Wednesday, April 13, 2011

Lost

There are some days when I feel so totally and completely lost. I'm feeling that now. A few days ago I freely gave up my then current goal and now I'm lost without one. A part of me wants to give up, though I know that feeling will eventually pass as I've yet to give up on anything and I'm never for too long without a goal.
But for now? 
I just feel lost.
Everything around me keeps moving, yet I feel as if my world has stopped and I'm just sitting here; unnoticed, ignored, forgotten. Kinda makes me want to cry a bit, yet I know that'll do no more good than give me a splitting headache and since I already have one of those, I certainly can do without another!
Was I wrong to give up on my most current goal? No, I don't think so. There were too many unknowns, too many negative possibilities, too many certain uncertainties.
I know that faith requires we accept the unknowns and uncertainties in life, certain and knowing that our Heavenly Father will take care of us. However, I also know that our Heavenly Father expects us to use the brain He put inside our heads and sometimes, we must weigh the variables and decide if a thing is 'stepping out in Faith' or 'diving off into an empty pool of plumb stupid'!
Well, I didn't dive off into plumb stupid and I acted in Faith by giving up that goal. It was a wise decision and one that I doubt I will regret. Yet I am so empty and lost now and I am asking God, "What next?" because I don't know how to 'be still and wait upon The Lord'!
He knows that and I have no doubt this is why I am feeling what I'm feeling...But I don't like it! I don't like it one little bit!

Saturday, April 9, 2011

I've got too much living to do...

My paternal grandmother had her first stroke 6 months before her 50th birthday. It left her right side paralyzed, mostly her right arm and hand. I remember sitting at the table in her kitchen, massaging and working her lifeless fingers back and forth, stretching them as far as my little 6 year old hands could manage. Withing a few months, she was able to grasp a pen and cautiously sign her name, though it was both a struggle and a chore, and her penmanship was not anything like it had been.
December 5th, 1969, she turned 50 years old. We enjoyed her through Christmas and on weekends, just glad she was alive and being my 'Nanny'.
On a Sunday in early March, she told my mother that she'd had a dream. In the dream there were black women dressed in white and they were coming for her. Nanny believed that this symbolized and possibly forewarned of her death.
March 10th, 1970 she awoke and made Pappaw breakfast and then went back to bed for a little while, knowing she was to wake up in an hour or so to get my then 15 year old Aunt off to school.
My aunt woke up to the sound of the bus in the front of the house blowing the horn. She realzed that she'd overslept and knew something was wrong because Nanny, her mother, had never let anyone oversleep. She found her mother in bed, still warm. My precious Nanny was gone and the coroner ruled she'd had a massive stroke or heart attack while she slept.
She was 50 years and 3 months and 5 days old.
And now, at 48 years of age, I am battling hypertention, and it frightens me. I have way too much living left to do and do not think kindly on a death any earlier than my 80th year! I have to keep reminding myself that my maternal grandmother was also hypertensive and lived into her 90's, never suffering a single stroke. But the difference is, Nanny was a Type A personality, with Obsessive compulsive behavior and my maternal grandmother was a Type Z personality who was so mellow and laid back, had she ever smoked marijuana it would have rendered her comatose! Unfortunately for me, I am a Type A personality with OCD!!!
Oh, how I long to be laid back, easy going and so mellow that others think I've been smoking something!!!

_Available data:_
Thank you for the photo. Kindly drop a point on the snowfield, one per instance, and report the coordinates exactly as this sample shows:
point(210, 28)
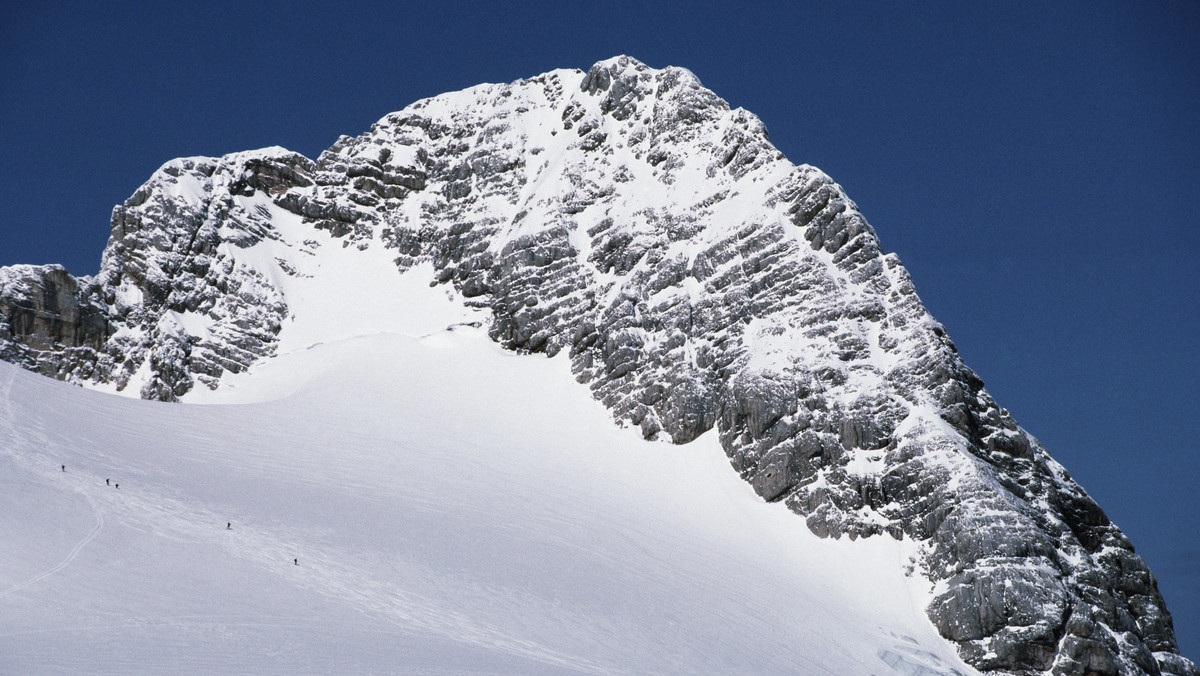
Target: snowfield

_Short exercise 1:_
Reproduce the passage of the blog posts between "Wednesday, April 13, 2011" and "without a goal.", inclusive.
_Short exercise 2:_
In the blog posts, how old was the writer's paternal grandmother when she died?

_Full output 1:_
Wednesday, April 13, 2011

Lost

There are some days when I feel so totally and completely lost. I'm feeling that now. A few days ago I freely gave up my then current goal and now I'm lost without one. A part of me wants to give up, though I know that feeling will eventually pass as I've yet to give up on anything and I'm never for too long without a goal.

_Full output 2:_
She was 50 years, 3 months and 5 days old.